* _GIVEN EXERCISE_
Reproduce only the lines starting at the one containing "Every instance of the chalk piece" and ending at the one containing "pixel 145 197", with every "Query" changed to "Search" and nothing else altered.

* _GIVEN RECORDS_
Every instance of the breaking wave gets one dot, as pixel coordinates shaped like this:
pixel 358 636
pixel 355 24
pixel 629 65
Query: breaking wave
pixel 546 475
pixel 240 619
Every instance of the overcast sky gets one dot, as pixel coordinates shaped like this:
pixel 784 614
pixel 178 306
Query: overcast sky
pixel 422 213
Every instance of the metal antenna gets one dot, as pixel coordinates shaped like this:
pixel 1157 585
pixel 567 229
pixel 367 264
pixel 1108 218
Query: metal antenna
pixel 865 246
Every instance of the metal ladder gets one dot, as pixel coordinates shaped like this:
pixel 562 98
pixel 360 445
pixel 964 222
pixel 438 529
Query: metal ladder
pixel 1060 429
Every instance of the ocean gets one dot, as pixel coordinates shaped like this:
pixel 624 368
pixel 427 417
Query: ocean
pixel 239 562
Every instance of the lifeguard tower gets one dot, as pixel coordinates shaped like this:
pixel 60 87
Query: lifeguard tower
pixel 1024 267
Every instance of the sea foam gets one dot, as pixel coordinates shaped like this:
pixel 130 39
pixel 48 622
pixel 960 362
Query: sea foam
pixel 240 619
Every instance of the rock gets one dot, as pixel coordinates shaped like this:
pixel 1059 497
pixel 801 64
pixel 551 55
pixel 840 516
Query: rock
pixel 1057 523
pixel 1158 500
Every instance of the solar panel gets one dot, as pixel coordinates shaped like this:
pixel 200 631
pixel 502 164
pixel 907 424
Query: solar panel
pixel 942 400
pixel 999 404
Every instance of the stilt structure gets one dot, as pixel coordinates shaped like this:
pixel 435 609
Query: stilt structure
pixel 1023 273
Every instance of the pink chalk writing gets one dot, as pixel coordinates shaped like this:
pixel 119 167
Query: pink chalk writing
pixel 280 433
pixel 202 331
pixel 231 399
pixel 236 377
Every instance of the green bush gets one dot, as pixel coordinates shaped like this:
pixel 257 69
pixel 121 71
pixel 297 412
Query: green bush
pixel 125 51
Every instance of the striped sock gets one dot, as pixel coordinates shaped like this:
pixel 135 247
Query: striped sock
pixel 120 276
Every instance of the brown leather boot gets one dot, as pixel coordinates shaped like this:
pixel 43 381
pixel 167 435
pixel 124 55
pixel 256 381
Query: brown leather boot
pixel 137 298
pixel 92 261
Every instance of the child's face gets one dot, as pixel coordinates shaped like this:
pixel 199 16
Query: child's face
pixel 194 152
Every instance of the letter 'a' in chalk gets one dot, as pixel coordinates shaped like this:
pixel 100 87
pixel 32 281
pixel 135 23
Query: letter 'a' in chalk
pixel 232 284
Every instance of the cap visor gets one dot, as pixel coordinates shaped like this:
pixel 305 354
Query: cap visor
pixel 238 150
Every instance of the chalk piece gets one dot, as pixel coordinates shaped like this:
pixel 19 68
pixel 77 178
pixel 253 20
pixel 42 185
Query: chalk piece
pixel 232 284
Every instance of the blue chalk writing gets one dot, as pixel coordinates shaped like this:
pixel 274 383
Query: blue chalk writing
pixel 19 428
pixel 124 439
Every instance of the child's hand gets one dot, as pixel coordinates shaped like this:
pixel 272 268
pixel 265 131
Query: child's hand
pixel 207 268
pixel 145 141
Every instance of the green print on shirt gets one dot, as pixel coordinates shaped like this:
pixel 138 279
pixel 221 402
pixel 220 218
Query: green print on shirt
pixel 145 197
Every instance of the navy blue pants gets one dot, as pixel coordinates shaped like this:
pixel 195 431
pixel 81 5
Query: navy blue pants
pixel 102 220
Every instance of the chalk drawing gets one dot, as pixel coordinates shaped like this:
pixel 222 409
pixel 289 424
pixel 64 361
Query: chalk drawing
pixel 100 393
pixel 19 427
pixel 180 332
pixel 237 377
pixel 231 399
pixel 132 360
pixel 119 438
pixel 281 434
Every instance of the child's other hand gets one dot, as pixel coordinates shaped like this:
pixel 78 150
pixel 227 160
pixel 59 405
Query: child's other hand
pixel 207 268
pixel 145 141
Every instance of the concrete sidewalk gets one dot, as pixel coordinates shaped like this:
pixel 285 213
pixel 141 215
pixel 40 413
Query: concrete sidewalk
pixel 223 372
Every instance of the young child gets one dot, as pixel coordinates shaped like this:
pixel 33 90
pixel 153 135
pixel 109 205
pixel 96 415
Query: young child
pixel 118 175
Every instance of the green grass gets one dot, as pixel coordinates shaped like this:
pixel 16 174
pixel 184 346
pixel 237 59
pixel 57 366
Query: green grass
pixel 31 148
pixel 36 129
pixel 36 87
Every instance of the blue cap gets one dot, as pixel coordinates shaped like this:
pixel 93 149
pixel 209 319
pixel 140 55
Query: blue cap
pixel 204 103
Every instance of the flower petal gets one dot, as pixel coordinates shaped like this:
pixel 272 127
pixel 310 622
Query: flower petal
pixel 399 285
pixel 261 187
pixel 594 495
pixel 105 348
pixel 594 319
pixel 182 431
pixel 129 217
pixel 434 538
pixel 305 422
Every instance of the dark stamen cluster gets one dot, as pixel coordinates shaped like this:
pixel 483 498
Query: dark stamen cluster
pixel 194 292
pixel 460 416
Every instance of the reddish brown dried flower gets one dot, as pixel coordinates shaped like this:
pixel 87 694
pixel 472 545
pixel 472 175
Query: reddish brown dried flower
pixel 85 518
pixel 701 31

* _WRITTEN REPLY_
Every instance of the chalk piece gets one dot, as pixel coordinates shaped like this:
pixel 19 68
pixel 77 178
pixel 253 20
pixel 42 185
Search: chalk piece
pixel 232 284
Every instance of the blue chalk writing gets one dot, as pixel coordinates shaped like this:
pixel 274 383
Search: blue chalk writing
pixel 19 428
pixel 124 439
Every instance of the child's hand gets one dot, as pixel coordinates shaped like this:
pixel 272 268
pixel 265 131
Search: child's hand
pixel 207 268
pixel 145 141
Every instance of the green print on shirt gets one dot, as pixel coordinates shaped like this:
pixel 138 279
pixel 221 402
pixel 220 218
Search: green print on shirt
pixel 145 197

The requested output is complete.